» YOUR TASK:
Please copy the stretch of rows from the line containing "For every instance of the baseball" through the final row, word for word, including both ends.
◇ ◇ ◇ ◇ ◇
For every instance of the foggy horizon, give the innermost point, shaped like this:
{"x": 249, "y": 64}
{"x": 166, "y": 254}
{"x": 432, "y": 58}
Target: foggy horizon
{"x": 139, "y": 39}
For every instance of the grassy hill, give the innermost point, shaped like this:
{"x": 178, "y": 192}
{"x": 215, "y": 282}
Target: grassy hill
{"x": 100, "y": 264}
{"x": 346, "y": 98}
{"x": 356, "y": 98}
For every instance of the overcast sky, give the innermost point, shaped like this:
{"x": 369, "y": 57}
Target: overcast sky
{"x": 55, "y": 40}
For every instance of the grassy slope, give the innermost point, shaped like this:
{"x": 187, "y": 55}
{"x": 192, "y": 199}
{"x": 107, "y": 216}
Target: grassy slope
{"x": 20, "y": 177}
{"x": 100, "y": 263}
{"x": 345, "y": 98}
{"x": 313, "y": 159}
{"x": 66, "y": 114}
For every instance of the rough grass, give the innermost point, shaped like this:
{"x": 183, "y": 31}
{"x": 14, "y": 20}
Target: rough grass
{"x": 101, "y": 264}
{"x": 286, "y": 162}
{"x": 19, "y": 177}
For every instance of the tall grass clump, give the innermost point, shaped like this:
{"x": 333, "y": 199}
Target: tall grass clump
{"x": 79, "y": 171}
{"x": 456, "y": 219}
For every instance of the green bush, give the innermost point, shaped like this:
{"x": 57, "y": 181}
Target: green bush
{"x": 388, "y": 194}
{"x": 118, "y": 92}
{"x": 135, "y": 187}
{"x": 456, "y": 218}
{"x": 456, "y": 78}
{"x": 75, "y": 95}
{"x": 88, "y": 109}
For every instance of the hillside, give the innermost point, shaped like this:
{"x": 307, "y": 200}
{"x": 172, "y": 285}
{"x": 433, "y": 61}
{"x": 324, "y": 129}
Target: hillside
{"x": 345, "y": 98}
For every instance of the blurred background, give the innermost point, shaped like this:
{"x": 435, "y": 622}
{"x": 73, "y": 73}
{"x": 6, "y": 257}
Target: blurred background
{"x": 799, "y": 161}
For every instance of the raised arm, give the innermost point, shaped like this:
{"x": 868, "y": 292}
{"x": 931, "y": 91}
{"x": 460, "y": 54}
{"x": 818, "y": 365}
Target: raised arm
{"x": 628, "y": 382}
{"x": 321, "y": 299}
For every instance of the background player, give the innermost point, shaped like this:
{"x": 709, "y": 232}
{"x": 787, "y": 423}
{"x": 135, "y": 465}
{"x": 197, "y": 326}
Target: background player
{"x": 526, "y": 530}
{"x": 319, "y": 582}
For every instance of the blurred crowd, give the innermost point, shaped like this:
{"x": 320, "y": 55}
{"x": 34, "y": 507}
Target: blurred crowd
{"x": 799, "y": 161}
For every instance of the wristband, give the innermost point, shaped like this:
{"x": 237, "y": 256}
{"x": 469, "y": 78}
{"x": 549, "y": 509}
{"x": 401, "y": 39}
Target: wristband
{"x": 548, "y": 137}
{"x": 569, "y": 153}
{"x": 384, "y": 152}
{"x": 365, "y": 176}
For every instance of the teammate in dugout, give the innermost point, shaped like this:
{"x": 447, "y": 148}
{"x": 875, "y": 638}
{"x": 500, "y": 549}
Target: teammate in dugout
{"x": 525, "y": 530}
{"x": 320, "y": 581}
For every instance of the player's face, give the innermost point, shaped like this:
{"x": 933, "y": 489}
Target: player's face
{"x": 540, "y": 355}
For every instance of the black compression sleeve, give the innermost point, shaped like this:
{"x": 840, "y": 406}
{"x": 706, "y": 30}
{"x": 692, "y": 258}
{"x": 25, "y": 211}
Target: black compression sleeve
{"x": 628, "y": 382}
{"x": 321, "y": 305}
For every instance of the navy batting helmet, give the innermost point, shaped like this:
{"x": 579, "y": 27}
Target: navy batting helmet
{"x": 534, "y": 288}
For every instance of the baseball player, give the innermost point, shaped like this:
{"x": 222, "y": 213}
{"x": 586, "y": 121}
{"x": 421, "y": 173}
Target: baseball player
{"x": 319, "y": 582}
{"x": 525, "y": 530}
◇ ◇ ◇ ◇ ◇
» RESULT FOR THIS TASK:
For every instance of the baseball player, give the innermost point, shaped like this:
{"x": 222, "y": 213}
{"x": 586, "y": 121}
{"x": 421, "y": 173}
Target: baseball player
{"x": 319, "y": 582}
{"x": 525, "y": 530}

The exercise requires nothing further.